### GIVEN PASSAGE
# # # # # # #

Saturday, September 12, 2020

What a biologist wrote about natural selection and genetic drift.

Natural selection is NOT random. It is directional. For example, there is nothing random about the evolution of walking on 2 legs. When the ancestors of humans needed to walk on 2 legs, any mutations that arise that help them walk better on 2 legs would be adaptive, and any mutation that makes them worse would be deleterious. Deleterious mutations are eliminated but adaptive ones are retained and may even spread. Natural selection allows an adaptive trait to evolve fairly quickly because they give an individual and its descendants a big advantage in survival or reproduction.

# # # # # # #

### RECORDED INFORMATION
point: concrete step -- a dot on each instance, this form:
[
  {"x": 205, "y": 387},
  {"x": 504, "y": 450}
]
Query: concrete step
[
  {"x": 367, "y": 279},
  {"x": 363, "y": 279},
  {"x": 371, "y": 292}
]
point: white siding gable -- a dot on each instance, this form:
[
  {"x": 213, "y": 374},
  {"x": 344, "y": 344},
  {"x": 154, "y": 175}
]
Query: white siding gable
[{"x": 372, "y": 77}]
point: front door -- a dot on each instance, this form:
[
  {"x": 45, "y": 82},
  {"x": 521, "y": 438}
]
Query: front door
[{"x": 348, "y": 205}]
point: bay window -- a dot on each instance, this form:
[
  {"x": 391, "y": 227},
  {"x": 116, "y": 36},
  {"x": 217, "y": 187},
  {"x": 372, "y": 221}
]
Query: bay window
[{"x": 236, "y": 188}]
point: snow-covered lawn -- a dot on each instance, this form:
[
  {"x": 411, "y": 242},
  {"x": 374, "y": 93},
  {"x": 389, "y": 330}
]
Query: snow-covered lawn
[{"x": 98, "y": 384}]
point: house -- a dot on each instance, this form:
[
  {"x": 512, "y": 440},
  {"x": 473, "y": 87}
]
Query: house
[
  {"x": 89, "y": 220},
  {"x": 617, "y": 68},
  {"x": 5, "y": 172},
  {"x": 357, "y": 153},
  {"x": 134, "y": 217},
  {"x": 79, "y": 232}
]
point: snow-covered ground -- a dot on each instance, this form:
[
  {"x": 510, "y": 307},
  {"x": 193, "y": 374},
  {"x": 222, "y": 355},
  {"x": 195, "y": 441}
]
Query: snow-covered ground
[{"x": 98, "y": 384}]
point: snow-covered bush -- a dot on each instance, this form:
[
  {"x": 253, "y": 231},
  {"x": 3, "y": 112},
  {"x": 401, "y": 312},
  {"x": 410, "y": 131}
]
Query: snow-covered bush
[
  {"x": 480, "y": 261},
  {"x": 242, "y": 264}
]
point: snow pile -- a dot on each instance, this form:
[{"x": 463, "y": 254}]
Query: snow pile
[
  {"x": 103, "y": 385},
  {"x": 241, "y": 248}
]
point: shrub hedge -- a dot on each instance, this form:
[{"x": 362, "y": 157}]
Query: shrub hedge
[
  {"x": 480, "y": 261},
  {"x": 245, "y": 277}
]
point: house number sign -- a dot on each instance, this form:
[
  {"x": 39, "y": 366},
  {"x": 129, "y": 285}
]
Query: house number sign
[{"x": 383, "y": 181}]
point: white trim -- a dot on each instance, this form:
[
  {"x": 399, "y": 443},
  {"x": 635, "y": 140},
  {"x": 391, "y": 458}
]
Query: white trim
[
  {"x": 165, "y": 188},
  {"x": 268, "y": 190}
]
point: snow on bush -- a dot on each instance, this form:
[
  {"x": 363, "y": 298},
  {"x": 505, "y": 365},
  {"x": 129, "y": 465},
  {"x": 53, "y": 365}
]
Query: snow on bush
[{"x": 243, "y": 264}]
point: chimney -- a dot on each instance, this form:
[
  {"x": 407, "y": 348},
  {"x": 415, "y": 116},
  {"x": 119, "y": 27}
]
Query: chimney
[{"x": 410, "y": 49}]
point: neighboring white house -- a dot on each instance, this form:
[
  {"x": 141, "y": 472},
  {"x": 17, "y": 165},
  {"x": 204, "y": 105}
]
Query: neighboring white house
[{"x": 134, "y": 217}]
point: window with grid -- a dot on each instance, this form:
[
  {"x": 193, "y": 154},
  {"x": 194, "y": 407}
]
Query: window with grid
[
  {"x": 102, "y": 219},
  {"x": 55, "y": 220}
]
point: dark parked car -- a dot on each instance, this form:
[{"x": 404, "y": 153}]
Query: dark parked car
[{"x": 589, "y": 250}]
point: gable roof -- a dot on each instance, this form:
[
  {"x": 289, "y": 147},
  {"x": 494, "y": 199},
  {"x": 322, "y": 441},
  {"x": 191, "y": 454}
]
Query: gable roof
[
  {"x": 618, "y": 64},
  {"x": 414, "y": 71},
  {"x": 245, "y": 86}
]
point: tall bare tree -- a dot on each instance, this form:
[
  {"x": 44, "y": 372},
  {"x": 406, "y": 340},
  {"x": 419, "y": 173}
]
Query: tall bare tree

# # # # # # #

### REQUIRED WORK
1. Reproduce the natural selection passage word for word, from "Saturday, September 12, 2020" up to and including "survival or reproduction.".
2. Resume the natural selection passage, picking up directly after its final sentence.

### YOUR RESPONSES
1.
Saturday, September 12, 2020

What a biologist wrote about natural selection and genetic drift.

Natural selection is NOT random. It is directional. For example, there is nothing random about the evolution of walking on 2 legs. When the ancestors of humans needed to walk on 2 legs, any mutations that arise that help them walk better on 2 legs would be adaptive, and any mutation that makes them worse would be deleterious. Deleterious mutations are eliminated but adaptive ones are retained and may even spread. Natural selection allows an adaptive trait to evolve fairly quickly because they give an individual and its descendants a big advantage in survival or reproduction.

2.
Selectively neutral traits (traits that do not affect survival) evolve randomly and their evolution is called genetic drift. Genetic drift is random and depends entirely on chance. For example, serum albumin is selectively neutral, and that is why it can evolve randomly through genetic drift. Genetically neutral mutations are most often found in the 3rd nucleotide of a codon, since a change in that nucleotide usually does not change the amino acid that is being encoded. Because neutral mutations are random, they can be used as molecular clocks. Adaptive traits however are poor candidates for the molecular clock.

If you have some special talents and you inherited it, then it is probably because the genes you have allowed your ancestors to survive better than the average person. And that is why those genes passed down through to you over many generations.